» **CHALLENGE**: Count how many lines in the items below contain the word "chair". Reply with that number only.

» **PROVIDED RECORDS**:
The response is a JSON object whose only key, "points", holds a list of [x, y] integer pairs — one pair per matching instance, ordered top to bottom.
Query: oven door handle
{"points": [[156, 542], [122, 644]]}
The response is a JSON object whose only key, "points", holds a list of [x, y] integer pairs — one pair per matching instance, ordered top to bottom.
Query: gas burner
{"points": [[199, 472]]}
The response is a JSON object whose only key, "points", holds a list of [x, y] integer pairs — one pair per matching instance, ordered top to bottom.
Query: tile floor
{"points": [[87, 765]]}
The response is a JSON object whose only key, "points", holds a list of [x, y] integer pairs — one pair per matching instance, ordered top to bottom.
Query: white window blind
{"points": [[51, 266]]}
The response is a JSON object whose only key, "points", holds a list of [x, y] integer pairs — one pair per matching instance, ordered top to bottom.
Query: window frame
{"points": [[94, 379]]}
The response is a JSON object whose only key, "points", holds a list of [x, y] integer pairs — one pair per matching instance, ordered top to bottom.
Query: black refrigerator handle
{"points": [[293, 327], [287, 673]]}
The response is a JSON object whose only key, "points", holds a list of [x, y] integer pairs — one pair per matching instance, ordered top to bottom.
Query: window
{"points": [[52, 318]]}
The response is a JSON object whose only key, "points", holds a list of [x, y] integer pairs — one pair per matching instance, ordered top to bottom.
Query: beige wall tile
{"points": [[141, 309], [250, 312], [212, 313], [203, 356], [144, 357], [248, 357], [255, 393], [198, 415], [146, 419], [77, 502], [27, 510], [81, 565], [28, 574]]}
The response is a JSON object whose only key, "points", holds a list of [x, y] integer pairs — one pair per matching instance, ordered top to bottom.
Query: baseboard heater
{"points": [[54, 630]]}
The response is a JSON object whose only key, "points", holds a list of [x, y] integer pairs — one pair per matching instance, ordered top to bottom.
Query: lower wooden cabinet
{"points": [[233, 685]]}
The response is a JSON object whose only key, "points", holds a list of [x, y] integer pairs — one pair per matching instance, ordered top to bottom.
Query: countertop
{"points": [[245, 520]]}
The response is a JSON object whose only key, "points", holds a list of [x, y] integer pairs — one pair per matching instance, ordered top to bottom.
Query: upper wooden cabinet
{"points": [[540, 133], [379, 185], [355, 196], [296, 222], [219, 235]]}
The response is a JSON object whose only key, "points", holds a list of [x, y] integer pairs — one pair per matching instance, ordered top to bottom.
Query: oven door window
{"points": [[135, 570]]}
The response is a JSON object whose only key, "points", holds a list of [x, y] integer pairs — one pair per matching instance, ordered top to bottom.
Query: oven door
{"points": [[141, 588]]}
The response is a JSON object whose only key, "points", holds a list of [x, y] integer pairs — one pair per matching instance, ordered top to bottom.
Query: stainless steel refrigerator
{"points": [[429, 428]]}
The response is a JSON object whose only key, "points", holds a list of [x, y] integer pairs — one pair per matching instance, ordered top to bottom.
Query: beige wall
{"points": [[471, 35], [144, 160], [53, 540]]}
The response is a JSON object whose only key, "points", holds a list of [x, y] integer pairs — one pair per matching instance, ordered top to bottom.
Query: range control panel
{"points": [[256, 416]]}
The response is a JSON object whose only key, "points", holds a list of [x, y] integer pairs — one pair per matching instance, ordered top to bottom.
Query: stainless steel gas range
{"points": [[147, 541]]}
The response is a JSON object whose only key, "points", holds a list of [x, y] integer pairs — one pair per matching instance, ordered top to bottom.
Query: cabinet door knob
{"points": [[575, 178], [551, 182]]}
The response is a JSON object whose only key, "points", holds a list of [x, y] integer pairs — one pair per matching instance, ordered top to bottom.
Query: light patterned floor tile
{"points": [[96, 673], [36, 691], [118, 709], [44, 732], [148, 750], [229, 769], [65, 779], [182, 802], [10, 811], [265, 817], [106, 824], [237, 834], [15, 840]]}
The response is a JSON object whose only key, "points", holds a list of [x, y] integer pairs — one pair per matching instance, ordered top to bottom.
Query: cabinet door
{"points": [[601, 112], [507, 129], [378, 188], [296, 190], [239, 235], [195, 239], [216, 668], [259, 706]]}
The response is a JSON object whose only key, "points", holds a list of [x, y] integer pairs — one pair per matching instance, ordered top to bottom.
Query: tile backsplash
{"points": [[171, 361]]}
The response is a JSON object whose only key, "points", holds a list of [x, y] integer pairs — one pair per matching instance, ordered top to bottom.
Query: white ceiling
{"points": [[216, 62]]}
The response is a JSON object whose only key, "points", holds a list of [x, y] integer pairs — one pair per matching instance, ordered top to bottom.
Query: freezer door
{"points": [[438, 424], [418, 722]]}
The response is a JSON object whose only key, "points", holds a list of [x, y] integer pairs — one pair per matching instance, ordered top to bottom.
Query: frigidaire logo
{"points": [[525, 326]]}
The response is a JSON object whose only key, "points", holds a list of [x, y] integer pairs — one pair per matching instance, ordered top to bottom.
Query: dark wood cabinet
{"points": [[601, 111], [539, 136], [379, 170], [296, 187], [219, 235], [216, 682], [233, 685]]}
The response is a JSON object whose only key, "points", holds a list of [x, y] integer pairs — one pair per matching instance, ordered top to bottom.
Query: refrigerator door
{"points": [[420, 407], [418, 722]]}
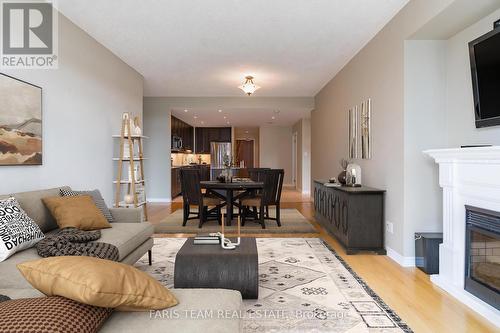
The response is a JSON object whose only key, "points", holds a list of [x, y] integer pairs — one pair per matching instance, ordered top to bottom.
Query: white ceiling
{"points": [[206, 47], [240, 117]]}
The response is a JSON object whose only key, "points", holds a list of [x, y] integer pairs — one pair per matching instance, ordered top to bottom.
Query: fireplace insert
{"points": [[482, 254]]}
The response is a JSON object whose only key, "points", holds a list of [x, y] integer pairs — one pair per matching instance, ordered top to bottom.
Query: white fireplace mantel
{"points": [[468, 176]]}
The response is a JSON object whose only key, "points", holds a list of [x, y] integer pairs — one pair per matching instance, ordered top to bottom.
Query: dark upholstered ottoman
{"points": [[210, 266]]}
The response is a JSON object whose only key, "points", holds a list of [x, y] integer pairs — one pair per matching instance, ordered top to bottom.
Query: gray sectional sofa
{"points": [[133, 238]]}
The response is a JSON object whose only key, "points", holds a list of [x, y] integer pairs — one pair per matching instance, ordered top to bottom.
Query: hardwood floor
{"points": [[408, 291]]}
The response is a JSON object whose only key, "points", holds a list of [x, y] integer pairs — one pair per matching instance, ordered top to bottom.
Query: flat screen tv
{"points": [[485, 66]]}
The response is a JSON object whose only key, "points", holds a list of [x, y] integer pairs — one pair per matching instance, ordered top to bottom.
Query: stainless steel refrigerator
{"points": [[218, 152]]}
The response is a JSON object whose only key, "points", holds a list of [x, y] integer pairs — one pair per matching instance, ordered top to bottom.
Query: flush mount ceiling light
{"points": [[249, 87]]}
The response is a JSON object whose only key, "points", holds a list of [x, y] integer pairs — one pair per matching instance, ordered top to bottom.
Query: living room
{"points": [[187, 166]]}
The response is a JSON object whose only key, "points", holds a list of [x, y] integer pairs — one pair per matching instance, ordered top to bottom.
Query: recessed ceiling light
{"points": [[249, 87]]}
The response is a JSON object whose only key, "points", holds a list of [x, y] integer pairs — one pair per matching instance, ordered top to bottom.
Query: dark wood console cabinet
{"points": [[354, 215]]}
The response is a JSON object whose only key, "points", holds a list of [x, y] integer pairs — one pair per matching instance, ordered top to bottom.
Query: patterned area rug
{"points": [[291, 222], [304, 287]]}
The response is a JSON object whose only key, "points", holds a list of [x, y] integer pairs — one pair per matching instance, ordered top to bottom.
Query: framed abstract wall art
{"points": [[20, 122]]}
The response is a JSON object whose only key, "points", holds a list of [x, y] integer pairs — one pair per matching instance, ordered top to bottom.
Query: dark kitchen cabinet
{"points": [[184, 131], [205, 135], [175, 182], [176, 189], [354, 215]]}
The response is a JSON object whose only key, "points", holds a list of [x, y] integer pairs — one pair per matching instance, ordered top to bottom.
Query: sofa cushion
{"points": [[96, 196], [32, 204], [78, 212], [127, 236], [10, 277], [97, 282], [14, 293], [51, 314], [184, 317]]}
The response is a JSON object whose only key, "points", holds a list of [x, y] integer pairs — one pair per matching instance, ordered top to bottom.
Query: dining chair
{"points": [[257, 175], [193, 196], [270, 196]]}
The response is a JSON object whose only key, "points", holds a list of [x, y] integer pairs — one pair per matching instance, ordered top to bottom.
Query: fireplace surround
{"points": [[468, 177], [482, 254]]}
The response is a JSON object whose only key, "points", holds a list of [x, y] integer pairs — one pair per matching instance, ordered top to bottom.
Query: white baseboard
{"points": [[159, 200], [401, 260], [477, 305]]}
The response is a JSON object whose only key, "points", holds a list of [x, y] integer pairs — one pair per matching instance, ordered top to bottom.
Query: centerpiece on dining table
{"points": [[226, 176]]}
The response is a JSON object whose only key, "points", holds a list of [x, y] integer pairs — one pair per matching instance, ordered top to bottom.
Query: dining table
{"points": [[226, 191]]}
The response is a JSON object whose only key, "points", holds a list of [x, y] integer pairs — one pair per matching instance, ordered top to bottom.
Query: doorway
{"points": [[245, 153]]}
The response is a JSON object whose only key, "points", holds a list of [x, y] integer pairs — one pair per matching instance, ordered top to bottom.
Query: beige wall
{"points": [[376, 72], [422, 99], [82, 104], [297, 128], [303, 130], [249, 133], [276, 149]]}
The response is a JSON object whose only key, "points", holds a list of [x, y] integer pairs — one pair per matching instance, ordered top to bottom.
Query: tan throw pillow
{"points": [[78, 212], [97, 282]]}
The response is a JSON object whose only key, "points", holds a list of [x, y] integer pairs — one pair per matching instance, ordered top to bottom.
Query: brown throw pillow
{"points": [[78, 212], [97, 282], [50, 314]]}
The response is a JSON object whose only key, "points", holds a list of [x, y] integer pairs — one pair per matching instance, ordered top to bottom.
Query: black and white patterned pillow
{"points": [[96, 197], [17, 230]]}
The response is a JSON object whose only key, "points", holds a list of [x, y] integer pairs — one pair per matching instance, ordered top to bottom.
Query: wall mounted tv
{"points": [[485, 66]]}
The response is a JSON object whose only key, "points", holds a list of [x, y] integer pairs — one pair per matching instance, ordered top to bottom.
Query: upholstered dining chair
{"points": [[193, 196], [270, 196]]}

» **TASK RESPONSE**: 2